Antoine François PRÉVOST, dit Prévost d’Exiles ou l'Abbé PRÉVOST
[HISTOIRE DU CHEVALIER DES GRIEUX ET DE MANON LESCAUT] SUITE DES MÉMOIRES ET AVENTURES D'UN HOMME DE QUALITÉ, QUI S'EST RETIRE DU MONDE.
A Amsterdam, Aux dépens de la Compagnie [Rouen ?], 1733
2 parties en 1 volume grand in-12 (168 x 100 mm - Hauteur des marges : 164 mm) de (15)-469 pages. Pagination continue entre les deux parties (la seconde partie commence à la page 269 et est précédée d'un faux-titre qui n'est pas compris dans la pagination).
Reliure plein maroquin rouge, dos à nerfs richement orné aux petits fers dorés, triple-filet doré en encadrement des plats, double-filet doré sur les coupes, jeu de roulettes et filets dorés en encadrement intérieur des plats, doublures et gardes de papier peigne, tranches dorées (reliure anglaise du milieu du XIXe siècle signée F. BEDFORD). Exemplaire à l'état proche du neuf tant au niveau de la reliure que de l'intérieur. Rares rousseurs. Exemplaire grand de marges.
ÉDITION QUI A ÉTÉ LONGTEMPS CONSIDÉRÉE COMME ÉTANT L’ÉDITION ORIGINALE DE MANON LESCAUT A TEL POINT QUE DE NOMBREUX AMATEURS DU XIXe SIÈCLE L'ONT FAIT RICHEMENT RELIÉE.
C'est H. Harrisse qui démontre pour la première fois que cette impression de 1733 n'est pas la première de Manon Lescaut. Il dénombre trois impressions similaires de ce texte pour cette année 1733. La seconde, en 469 pages, avec le fleuron de titre gravé sur bois, comporte le titre de départ de chaque partie sur trois lignes seulement. Ce tirage contient la faute d'impression à la page 220 "Je souffrais mortellement dans Manon" (ligne 1 et 2) au lieu de "Je souffrais mortellement sans Manon". Même si Harrisse qualifie cette impression de "mauvaise contrefaçon" il s'agit bien ici de la première édition séparée de Manon Lescaut et la première à avoir réellement attiré l'attention du public. Harrisse nous dit que c'est pendant l'été de 1733 qu'un imprimeur de Rouen (d'après Lenglet-Dufresnoy) fit une édition du fameux tome VII des Mémoires d'un homme de qualité précédemment publiés en 1731. Les six premiers volumes des Mémoires d'un homme de qualité furent réimprimés entre 1731 et 1732, à chaque fois pourtant, sans jamais avoir joint l'histoire de Manon Lescaut qui formait le dernier volume.

******************************

> _Consignes_:
1. D'après l'extrait, quelle faute d'impression se trouve à la page 220 de cette édition de 1733 ?
2. Poursuivez la notice sur cette édition de Manon Lescaut à partir de sa dernière phrase.
Le matériau qui vient ensuite est indépendant de l'extrait.

> _Lignes de données_:

******************************

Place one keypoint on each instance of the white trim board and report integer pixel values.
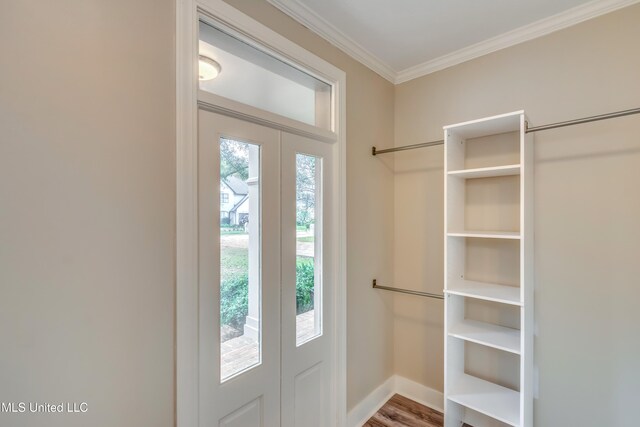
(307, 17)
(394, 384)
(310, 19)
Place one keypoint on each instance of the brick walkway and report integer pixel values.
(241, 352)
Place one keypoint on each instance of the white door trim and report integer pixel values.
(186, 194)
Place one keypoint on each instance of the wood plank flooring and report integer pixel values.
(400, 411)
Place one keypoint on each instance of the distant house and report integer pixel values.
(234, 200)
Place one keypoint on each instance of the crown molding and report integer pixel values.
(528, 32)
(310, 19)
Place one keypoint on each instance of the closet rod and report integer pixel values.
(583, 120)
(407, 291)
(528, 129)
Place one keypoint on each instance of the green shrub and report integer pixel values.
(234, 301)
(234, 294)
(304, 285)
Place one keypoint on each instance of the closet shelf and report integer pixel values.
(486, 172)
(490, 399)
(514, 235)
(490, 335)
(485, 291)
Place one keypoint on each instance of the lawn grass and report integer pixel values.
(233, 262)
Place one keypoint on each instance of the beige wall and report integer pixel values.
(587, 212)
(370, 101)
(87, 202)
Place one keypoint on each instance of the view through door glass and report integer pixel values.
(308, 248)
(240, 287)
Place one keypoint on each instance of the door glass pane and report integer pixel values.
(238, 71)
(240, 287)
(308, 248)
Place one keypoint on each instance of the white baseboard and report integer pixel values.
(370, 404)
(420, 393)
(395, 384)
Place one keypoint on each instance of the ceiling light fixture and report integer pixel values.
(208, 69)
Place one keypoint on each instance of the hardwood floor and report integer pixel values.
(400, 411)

******************************

> _Réponses dans l'ordre_:
1. « Je souffrais mortellement dans Manon » au lieu de « Je souffrais mortellement sans Manon ».

2.
Le 21 juin 1733 le Journal de la Cour de Paris écrit : "Il parait depuis quelques jours un nouveau volumes des Mémoires d'un homme de qualité. Ce livre est écrit avec tant d'art et d'une façon si intéressante, que l'on voit les honnêtes gens s'attendrir en faveur d'un escroc et d'une catin." Le livre est saisi et condamné à être brûlé le 5 octobre de la même année.
A noter que dans cette édition, l'épître de l'auteur avait déjà été publiée en 1731 mais se trouve ici considérablement remaniée.
La valeur bibliophilique de cette "fausse édition originale" a attisé la convoitise des plus grands bibliophiles au cours du XIXe siècle. Ainsi l'on retrouve cette édition de 1733 dans presque toutes les grandes bibliothèques : notamment celle du Baron Pichon et de Rotschild, n°1556 (exemplaire relié sur brochure (180 mm) en maroquin bleu par Trautz-Bauzonnet) ; De même le libraire Morgand listait plusieurs exemplaires de choix dans son bulletin (n°1911 - mars avril 1876 - coté 150 francs en maroquin vert de Hardy ; n°15125 - janvier 1888 - coté 250 francs en maroquin de Trautz-Bauzonnet). En 1874, le libraire Auguste Fontaine désigne un exemplaire de cette même édition de 1733 comme "édition originale" (n°1919 - exemplaire relié en veau brun de l'époque et coté 300 francs).
Curieusement notre exemplaire ne contient aucune marque d'appartenance. Il a été finement relié par l'excellent relieur anglais Francis Bedfort, vers 1850-1860. Cependant nous en retrouvons la trace en 1897 et 1904, date auxquelles il fut proposé aux enchères. On sait que le Duc d'Aumale (1822-1897), fervent bibliophile amateur d'éditions rares, affectionnait particulièrement le travail du relieur anglais Francis Bedford qu'il avait rencontré à Londres pendant son premier exil entre 1848 et 1871, période qu'il mit à profit pour augmenter sa collection de livres.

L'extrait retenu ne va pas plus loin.